— start Data to process —

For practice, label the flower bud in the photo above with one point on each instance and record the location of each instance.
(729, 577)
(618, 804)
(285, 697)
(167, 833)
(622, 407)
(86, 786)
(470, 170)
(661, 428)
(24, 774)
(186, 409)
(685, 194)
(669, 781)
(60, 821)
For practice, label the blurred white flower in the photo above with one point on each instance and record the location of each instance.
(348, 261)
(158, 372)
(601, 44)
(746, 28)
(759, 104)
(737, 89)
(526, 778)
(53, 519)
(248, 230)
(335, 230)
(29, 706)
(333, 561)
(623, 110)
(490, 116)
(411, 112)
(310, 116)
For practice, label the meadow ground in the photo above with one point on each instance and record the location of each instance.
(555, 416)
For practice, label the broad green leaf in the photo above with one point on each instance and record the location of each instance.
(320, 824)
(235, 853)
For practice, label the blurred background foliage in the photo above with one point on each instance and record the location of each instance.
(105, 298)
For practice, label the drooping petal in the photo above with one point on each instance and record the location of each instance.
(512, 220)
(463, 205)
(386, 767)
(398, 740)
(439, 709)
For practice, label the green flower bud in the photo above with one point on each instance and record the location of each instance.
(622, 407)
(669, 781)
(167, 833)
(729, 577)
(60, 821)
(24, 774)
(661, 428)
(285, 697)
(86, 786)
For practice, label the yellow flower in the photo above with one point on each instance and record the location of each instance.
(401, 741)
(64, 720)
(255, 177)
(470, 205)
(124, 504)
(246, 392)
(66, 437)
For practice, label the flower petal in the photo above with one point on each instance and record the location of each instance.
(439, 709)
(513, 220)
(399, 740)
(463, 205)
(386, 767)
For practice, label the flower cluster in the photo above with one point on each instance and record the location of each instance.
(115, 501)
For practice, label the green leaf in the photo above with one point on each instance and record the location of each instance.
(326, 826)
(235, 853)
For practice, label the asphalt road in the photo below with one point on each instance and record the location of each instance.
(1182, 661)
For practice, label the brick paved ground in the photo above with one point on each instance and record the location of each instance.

— end Data to process —

- _What to do_: Please copy every line of the data above word for word, without changing anything.

- _Task response_:
For practice, label the flower bud in the photo above with one point on each instance and record the location of each instance.
(729, 577)
(618, 804)
(285, 697)
(167, 833)
(622, 407)
(86, 786)
(470, 170)
(661, 428)
(24, 774)
(186, 409)
(685, 194)
(669, 781)
(60, 821)
For practice, label the blurred white flower in the photo above with one point on each instance and record the location of each instance.
(348, 261)
(158, 372)
(601, 44)
(746, 28)
(759, 104)
(737, 89)
(526, 778)
(53, 519)
(248, 230)
(335, 230)
(29, 706)
(333, 561)
(623, 110)
(490, 116)
(411, 112)
(310, 116)
For practice, label the meadow ground in the photo above with one point on each instance and record the location of each instance.
(555, 416)
For practice, label the broad green leaf in the photo above with one point on each instance and record the location of each instance.
(320, 824)
(235, 853)
For practice, label the blurred background foliage in the photo above with one point on each instance and record the location of each instance.
(105, 298)
For practice, label the drooping petal in the photo above with one point on each instance and record the location of each instance.
(512, 220)
(463, 205)
(386, 767)
(398, 740)
(439, 709)
For practice, label the green flower bud in the photo above with one point on each instance and record the location of each instance.
(622, 407)
(669, 781)
(167, 833)
(729, 577)
(60, 821)
(24, 774)
(661, 428)
(285, 697)
(86, 786)
For practice, label the yellow flower in the photo above with one point on each instance and record the location of each instance.
(401, 741)
(64, 720)
(255, 177)
(470, 205)
(124, 504)
(246, 392)
(66, 437)
For practice, label the flower petal in the photo above with one point on each instance and record the location of each instance.
(439, 709)
(513, 220)
(399, 740)
(463, 205)
(386, 767)
For practice, label the flower cluster in the photo above with one point on each instance and record the location of each instance.
(115, 501)
For practice, label the green leaf in the photo above with one point on each instance and record the location of each instance.
(326, 826)
(235, 853)
For practice, label the asphalt road in the photo below with one point on each instance and record the location of each instance.
(1182, 661)
For practice, label the brick paved ground in the photo above with one point on each instance and record the location of each instance.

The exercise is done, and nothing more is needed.